[Provided text]
The Town and Country Planning General Development (Amendment) (No. 2) Order 1994

Statutory Instruments

1994 No. 2595

TOWN AND COUNTRY PLANNING, ENGLAND AND WALES

The Town and Country Planning General Development (Amendment) (No. 2) Order 1994

Made

6th October 1994

Laid before Parliament

10th October 1994

Coming into force

31st October 1994

he Secretary of State for the Environment, as respects England, and the Secretary of State for Wales, as respects Wales, in exercise of the powers conferred on them by sections 59, 60, 61(1), 65, 74 and 333(7) of the Town and Country Planning Act 1990(1), section 54 of the Coal Industry Act 1994(2)and all other powers enabling them in that behalf, hereby make the following Order—

Citation, commencement and interpretation

1.—(1) This Order may be cited as the Town and County Planning General Development (Amendment) (No. 2) Order 1994 and shall come into force on 31st October 1994.

(2) In this Order “the 1988 Order” means the Town and Country Planning General Development Order 1988(3).

Notification of mineral applications

2.  In article 13 of the 1988 Order (notification of mineral applications)—

(a)in paragraph (1)(a), for “British Coal Corporation”, substitute “Coal Authority”;

(b)in paragraph (1)(b), for “Secretary of State for Energy”, substitute “Secretary of State for Trade and Industry”(4);

(c)for paragraph (2), substitute—

(2) In this article, “coal” means coal other than that—

(a)won or worked during the course of operations which are carried on exclusively for the purpose of exploring for coal, or

(b)which it is necessary to dig or carry away in the course of activities carried on for purposes which do not include the getting of coal or any product of coal..

[Short problem 1]
Answer these from the planning order:
(a) On what date was the order made?
(b) In paragraph (1)(a) of article 13, what replaces "British Coal Corporation"?
(c) What does "the 1988 Order" mean in this order?
The planning order and the rows that follow it have no connection to each other.

[Information given]

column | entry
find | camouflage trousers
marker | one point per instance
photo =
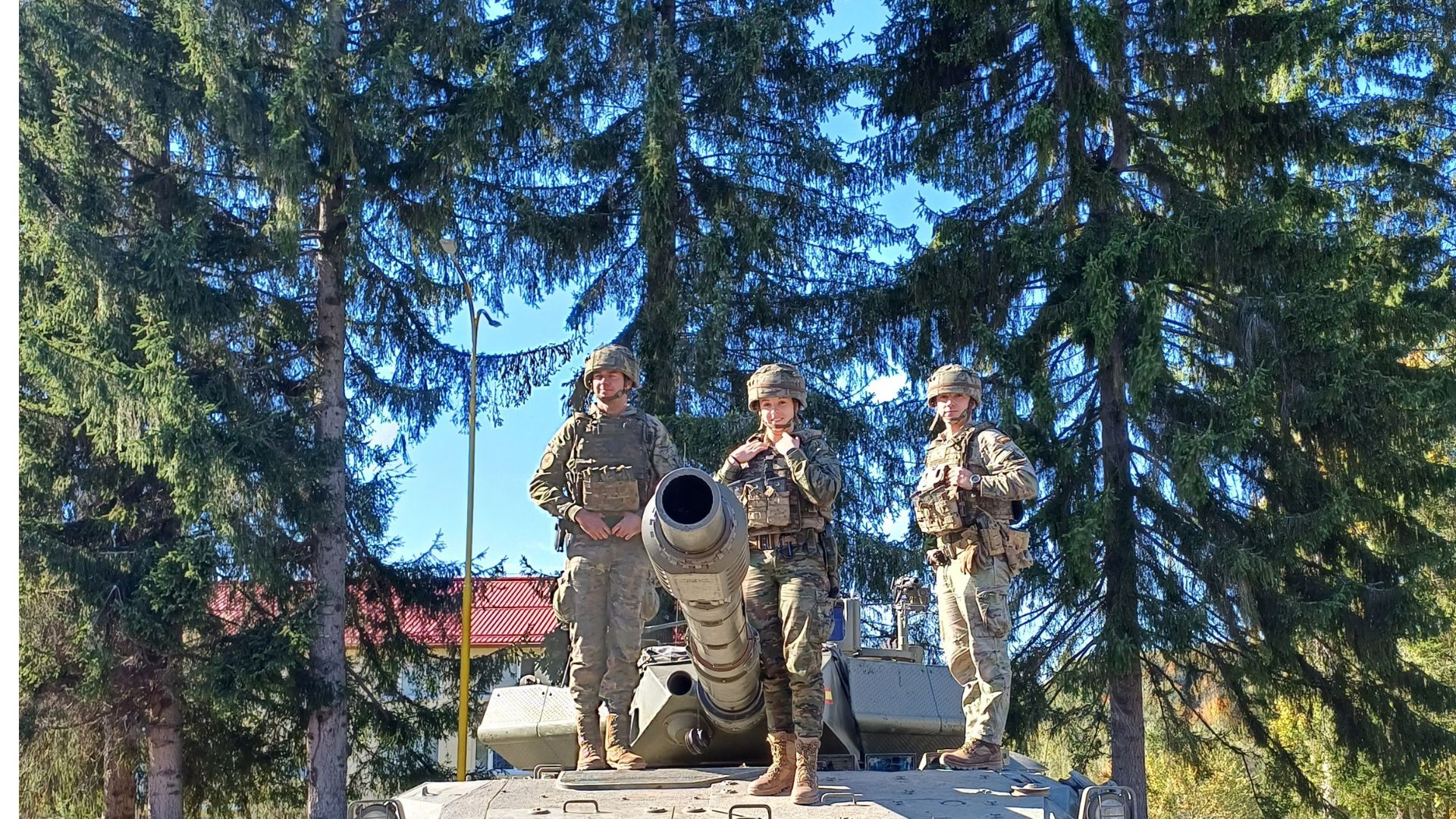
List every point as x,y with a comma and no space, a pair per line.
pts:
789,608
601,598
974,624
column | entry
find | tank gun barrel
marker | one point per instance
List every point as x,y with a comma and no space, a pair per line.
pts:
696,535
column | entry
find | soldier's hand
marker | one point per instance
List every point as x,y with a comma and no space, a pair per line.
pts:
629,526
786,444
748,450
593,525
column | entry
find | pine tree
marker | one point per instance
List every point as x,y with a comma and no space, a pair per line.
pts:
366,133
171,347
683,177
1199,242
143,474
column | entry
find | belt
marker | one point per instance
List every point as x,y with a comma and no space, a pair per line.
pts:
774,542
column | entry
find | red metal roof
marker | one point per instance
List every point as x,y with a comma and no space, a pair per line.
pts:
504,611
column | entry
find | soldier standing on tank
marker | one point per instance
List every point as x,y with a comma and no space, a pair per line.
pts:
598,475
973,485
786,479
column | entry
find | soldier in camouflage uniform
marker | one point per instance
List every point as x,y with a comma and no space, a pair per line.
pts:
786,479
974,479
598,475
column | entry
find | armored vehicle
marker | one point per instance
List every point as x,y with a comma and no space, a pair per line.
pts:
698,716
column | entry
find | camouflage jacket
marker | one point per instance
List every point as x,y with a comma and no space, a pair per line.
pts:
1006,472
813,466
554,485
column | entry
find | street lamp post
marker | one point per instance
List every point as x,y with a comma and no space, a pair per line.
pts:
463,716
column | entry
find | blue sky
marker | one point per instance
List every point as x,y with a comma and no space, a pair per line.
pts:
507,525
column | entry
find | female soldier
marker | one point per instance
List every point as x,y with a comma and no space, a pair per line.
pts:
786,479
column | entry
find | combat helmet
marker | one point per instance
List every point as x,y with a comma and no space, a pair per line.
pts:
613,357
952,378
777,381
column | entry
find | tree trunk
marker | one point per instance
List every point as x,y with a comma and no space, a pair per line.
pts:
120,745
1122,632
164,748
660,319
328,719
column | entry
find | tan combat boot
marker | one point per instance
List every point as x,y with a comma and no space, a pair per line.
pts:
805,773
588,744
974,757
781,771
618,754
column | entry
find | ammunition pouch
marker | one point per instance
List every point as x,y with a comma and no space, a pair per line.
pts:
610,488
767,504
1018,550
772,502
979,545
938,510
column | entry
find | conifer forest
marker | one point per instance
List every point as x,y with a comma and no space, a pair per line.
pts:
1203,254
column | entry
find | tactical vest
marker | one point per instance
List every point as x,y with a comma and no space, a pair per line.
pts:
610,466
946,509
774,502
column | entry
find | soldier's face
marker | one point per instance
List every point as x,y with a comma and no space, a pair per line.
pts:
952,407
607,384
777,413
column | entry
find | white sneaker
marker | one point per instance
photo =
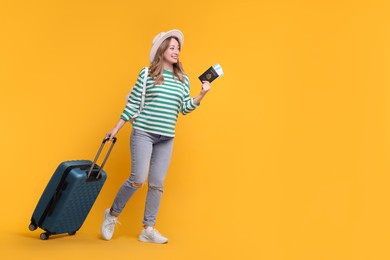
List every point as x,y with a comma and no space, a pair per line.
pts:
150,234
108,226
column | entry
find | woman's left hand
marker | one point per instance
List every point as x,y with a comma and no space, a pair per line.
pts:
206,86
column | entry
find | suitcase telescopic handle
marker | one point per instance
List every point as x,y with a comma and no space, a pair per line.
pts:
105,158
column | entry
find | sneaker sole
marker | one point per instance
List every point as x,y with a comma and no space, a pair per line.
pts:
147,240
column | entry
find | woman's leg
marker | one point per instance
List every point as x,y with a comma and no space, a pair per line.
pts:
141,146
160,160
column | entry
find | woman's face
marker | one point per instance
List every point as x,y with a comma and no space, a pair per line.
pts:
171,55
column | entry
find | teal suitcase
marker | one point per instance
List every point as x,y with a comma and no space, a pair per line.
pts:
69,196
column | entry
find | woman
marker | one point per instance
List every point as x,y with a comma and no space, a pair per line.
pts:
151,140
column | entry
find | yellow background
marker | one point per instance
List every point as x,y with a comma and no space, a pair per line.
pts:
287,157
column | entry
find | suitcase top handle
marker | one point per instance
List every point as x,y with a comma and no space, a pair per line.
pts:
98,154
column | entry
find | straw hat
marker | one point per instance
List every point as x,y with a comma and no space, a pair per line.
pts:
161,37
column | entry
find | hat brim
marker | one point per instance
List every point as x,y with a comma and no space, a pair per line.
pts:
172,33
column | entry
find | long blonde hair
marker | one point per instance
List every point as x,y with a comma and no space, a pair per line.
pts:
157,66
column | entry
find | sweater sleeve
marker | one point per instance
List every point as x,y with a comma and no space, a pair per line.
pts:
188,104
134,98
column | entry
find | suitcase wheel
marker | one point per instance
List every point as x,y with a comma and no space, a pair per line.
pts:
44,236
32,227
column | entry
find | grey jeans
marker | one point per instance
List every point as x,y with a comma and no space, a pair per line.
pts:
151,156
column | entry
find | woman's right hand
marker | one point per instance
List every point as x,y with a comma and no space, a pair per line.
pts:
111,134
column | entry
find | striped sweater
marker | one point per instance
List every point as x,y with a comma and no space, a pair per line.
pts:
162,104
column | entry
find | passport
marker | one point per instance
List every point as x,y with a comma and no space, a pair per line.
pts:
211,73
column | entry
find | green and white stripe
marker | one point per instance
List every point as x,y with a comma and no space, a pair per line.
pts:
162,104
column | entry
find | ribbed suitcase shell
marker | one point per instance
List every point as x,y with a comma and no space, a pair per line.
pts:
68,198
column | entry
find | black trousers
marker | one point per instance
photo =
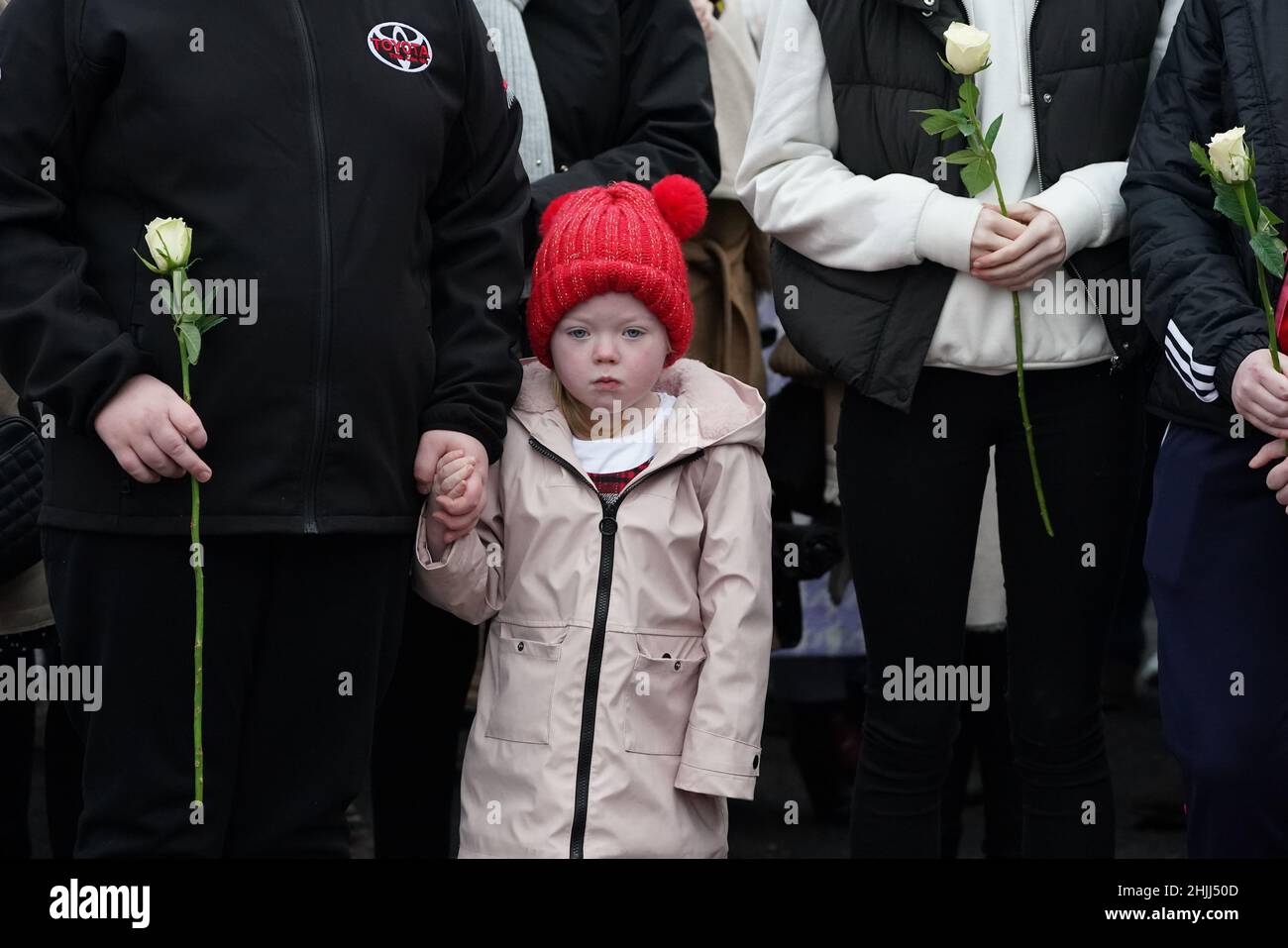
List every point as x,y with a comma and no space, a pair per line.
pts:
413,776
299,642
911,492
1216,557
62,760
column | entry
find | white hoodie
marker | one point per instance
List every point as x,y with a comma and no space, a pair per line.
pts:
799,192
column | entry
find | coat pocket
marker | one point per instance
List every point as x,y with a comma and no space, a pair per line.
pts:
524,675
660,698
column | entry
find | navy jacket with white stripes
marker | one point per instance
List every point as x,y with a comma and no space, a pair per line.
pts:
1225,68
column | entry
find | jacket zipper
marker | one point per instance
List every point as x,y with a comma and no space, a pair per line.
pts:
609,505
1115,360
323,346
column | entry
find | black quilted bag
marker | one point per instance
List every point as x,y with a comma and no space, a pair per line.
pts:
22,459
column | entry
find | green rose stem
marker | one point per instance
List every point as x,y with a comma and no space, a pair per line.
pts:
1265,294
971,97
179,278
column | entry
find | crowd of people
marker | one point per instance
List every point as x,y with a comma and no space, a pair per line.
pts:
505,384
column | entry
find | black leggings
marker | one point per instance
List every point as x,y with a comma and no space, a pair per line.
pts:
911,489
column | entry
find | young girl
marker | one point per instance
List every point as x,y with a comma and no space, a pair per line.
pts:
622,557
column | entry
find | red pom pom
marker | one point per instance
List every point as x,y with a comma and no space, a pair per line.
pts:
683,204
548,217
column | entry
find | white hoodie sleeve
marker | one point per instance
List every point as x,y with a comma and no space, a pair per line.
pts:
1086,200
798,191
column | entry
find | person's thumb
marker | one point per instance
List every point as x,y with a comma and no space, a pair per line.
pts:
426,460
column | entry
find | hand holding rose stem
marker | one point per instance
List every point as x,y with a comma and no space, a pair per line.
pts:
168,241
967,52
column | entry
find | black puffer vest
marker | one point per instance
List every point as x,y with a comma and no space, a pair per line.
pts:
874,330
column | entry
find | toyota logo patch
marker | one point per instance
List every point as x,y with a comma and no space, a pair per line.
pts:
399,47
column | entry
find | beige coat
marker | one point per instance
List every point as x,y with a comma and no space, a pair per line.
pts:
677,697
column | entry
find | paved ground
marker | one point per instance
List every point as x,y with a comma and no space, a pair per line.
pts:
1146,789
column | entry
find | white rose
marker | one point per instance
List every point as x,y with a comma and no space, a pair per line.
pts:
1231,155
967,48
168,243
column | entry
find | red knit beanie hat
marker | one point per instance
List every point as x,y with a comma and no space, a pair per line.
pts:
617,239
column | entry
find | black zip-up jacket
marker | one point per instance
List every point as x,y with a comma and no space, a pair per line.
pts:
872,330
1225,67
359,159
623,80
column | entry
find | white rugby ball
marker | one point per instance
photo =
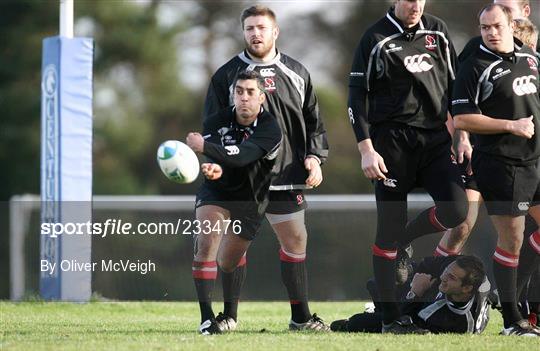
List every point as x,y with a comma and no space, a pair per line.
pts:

[Short problem 2] Select every line of the rows that contains the string "rose". Case counts.

[Written answer 1]
(a) 6th October 1994
(b) "Coal Authority"
(c) The Town and Country Planning General Development Order 1988

[Written answer 2]
find | green rose stem
find | hand holding rose stem
find | white rose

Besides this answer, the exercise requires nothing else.